# start of Text
Whatever Schiff knew of Mueller’s mental state, America quickly caught on once the special counsel had to answer difficult questions.


So Schiff had a plan to mitigate the damage: Make sure the questions weren’t difficult.

“As Mueller testified in the morning before the Judiciary Committee, Schiff writes that Intelligence Committee Democrats overhauled their strategy for Mueller’s second session with them in the afternoon. ‘No questions calling for a narrative answer,’ Schiff said he told the committee. ‘No multipart questions. If you think your question may be too long, it is. Cut it down.'”

Mueller is a former FBI director and the man charged with unraveling what Democrats wholeheartedly believed to be a conspiracy between the sitting president and a country that’s arguably the silver medal winner in the U.S. geopolitical adversary Olympics. (It depends on how testy Kim Jong Un is being or whether he’s down with the gout again.)
# end of Text
# start of Record set
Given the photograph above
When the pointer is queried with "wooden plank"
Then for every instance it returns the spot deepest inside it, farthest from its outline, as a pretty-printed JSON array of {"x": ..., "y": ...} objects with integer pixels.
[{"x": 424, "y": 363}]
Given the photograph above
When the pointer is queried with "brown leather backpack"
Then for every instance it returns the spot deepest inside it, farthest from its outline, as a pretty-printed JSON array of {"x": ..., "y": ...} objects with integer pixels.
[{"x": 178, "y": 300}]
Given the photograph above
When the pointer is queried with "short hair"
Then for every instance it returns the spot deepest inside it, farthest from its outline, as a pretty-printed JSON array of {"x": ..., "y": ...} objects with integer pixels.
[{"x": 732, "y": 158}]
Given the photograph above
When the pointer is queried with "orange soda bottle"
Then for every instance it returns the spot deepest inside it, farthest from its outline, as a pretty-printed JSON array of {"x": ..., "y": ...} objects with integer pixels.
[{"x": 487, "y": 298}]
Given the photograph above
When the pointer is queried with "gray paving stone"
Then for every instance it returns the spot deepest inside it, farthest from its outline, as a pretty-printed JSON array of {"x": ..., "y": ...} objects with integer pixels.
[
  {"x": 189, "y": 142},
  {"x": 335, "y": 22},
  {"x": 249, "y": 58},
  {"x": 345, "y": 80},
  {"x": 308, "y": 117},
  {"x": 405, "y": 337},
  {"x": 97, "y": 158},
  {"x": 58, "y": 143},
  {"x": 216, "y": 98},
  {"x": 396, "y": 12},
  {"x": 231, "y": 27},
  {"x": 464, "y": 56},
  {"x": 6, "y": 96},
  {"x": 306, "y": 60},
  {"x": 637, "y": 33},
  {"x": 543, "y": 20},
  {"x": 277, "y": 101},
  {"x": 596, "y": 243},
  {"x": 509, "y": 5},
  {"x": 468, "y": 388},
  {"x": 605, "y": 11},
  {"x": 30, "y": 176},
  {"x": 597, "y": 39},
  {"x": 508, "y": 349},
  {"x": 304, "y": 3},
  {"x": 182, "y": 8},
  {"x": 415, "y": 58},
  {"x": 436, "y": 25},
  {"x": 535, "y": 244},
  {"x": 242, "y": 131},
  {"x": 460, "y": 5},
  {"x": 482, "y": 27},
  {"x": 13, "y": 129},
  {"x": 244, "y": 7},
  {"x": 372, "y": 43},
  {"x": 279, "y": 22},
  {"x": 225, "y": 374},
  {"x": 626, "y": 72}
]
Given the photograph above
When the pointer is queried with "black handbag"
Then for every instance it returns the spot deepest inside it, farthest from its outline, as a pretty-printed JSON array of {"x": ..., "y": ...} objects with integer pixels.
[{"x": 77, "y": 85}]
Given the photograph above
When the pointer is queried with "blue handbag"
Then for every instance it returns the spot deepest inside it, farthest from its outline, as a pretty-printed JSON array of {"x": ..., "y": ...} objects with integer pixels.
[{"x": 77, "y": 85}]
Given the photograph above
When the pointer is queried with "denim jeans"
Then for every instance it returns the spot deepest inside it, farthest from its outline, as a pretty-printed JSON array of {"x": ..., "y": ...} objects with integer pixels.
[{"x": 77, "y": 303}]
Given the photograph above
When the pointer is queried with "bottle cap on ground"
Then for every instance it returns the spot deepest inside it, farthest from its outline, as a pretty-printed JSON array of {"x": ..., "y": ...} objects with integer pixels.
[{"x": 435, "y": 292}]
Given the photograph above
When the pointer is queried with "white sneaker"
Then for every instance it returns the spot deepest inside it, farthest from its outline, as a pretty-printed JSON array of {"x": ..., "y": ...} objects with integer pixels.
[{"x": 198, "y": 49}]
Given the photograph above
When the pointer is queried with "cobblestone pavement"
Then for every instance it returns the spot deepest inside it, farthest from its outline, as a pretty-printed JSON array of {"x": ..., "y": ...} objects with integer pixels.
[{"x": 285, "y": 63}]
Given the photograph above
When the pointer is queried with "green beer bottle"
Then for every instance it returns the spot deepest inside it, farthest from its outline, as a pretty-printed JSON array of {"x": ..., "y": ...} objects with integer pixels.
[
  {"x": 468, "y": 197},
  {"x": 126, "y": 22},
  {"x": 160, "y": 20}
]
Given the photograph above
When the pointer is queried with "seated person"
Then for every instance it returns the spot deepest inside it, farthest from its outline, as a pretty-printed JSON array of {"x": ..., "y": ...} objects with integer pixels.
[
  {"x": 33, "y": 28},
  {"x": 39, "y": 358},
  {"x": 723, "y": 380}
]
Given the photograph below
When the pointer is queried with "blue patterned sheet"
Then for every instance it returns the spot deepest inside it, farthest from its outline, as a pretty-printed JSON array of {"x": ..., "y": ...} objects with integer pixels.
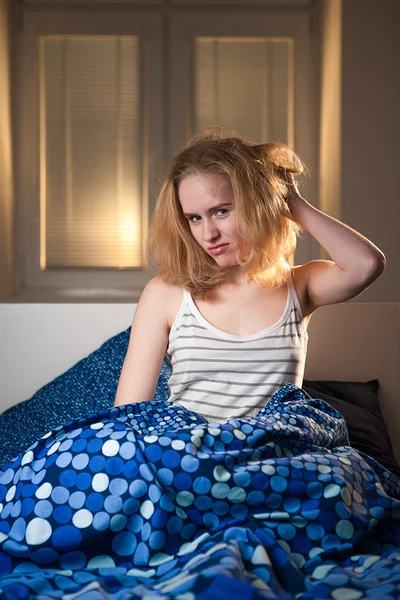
[{"x": 151, "y": 501}]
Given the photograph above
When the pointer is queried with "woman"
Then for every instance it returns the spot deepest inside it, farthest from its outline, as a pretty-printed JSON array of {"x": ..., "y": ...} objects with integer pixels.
[{"x": 227, "y": 307}]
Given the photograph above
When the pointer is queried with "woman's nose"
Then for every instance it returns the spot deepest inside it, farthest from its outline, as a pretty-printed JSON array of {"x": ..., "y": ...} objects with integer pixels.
[{"x": 210, "y": 230}]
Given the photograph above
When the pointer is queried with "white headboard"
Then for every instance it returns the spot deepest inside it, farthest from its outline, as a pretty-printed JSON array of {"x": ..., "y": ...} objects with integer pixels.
[{"x": 353, "y": 341}]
# end of Record set
▶ [List of tasks]
• a. From the Mueller testimony passage, transcribe the part that opens with the words containing "Whatever Schiff knew" and closes with "questions weren’t difficult.".
• b. Render this sentence from the Mueller testimony passage in Spanish: "So Schiff had a plan to mitigate the damage: Make sure the questions weren’t difficult."
The listing comes from a separate source.

▶ [Results for the exercise]
• a.
Whatever Schiff knew of Mueller’s mental state, America quickly caught on once the special counsel had to answer difficult questions.


So Schiff had a plan to mitigate the damage: Make sure the questions weren’t difficult.

• b. Así que Schiff tenía un plan para mitigar el daño: asegurarse de que las preguntas no fueran difíciles.